### Written request
Quote the stretch from "But the difference" through "own basketball state." in the article on Mike White's introductory press conference, word for word.

### Passage
┌──

Introductory press conferences for coaches function a lot like White House meetings with foreign dignitaries. They're celebratory atmospheres, with people dressed up, glad-handing and smiles all around.
But the difference is obvious: The dignitary in question isn't going back to where he came from, but being installed as the leader of his own basketball state.
Michael White — or Mike, if you need to save characters in a tweet; he's cool with that — walked into that setting, his new Florida kingdom, on Monday morning.
In a large room typically used for dining he was paraded in front of dozens of strangers, all of whom knew at least the basics about him. They knew his name, for sure; possibly, they knew where he went to college (Missisippi), his wife's name (Kira), the number of kids they have (five) and his career trajectory to this point (nearly a decade as an assistant, then four years as Louisiana Tech head coach). But he knew few of the folks in attendance, and certainly not any of the media members in the two rows of tables directly in front of him.
His parents were behind the press in one of the three rows of chairs, along with his assistant coaches, but they were lost in the sea of University Athletic Association administrators and other assorted big-wigs. There were other on-lookers, including Jim McElwain and Amanda Butler, all forming a semicircle of interested parties, curious about what the angelic-faced guy fresh out of Ruston, Louisiana had to say at the podium.

└──

### Record excerpts
┌──

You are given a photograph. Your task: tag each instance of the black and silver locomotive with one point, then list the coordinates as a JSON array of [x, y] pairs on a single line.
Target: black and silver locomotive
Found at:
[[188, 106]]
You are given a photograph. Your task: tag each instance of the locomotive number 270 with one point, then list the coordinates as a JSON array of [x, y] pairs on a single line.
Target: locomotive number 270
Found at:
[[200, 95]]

└──
┌──

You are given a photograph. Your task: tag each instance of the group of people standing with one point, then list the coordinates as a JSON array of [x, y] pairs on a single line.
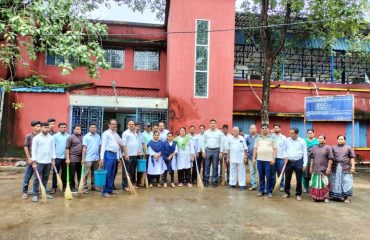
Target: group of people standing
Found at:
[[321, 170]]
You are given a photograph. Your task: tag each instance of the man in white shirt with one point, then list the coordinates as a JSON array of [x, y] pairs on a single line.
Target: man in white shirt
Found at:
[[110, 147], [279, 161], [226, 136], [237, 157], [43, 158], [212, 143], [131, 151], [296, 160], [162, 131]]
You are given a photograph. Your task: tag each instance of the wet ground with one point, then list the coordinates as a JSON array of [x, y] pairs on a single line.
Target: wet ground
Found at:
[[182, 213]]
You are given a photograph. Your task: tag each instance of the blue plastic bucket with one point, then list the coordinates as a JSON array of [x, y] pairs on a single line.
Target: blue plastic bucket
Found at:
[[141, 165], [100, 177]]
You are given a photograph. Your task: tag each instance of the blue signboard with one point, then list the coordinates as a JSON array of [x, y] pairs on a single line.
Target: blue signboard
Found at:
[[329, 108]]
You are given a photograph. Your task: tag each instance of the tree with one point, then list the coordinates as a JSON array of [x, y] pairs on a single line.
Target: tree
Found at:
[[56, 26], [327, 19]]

└──
┌──

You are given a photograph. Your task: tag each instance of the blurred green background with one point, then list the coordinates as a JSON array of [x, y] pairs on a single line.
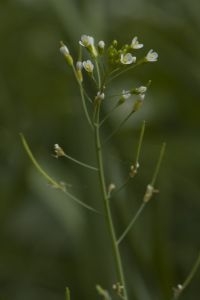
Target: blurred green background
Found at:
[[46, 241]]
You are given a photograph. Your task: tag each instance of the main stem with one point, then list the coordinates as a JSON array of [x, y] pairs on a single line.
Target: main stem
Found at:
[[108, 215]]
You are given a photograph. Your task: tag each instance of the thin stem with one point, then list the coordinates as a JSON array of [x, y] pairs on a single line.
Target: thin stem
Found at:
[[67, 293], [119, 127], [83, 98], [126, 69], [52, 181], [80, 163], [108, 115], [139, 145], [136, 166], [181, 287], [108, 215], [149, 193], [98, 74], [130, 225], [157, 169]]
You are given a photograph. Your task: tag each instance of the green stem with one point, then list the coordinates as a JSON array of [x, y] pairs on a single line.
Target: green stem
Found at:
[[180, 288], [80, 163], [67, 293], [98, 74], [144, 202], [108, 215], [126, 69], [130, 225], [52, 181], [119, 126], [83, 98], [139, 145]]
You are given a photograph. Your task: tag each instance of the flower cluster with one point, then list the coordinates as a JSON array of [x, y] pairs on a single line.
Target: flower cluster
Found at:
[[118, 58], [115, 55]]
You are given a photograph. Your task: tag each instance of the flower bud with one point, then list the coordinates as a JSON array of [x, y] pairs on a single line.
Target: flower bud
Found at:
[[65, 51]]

└──

### Correct result
But the difference is obvious: The dignitary in question isn't going back to where he came from, but being installed as the leader of his own basketball state.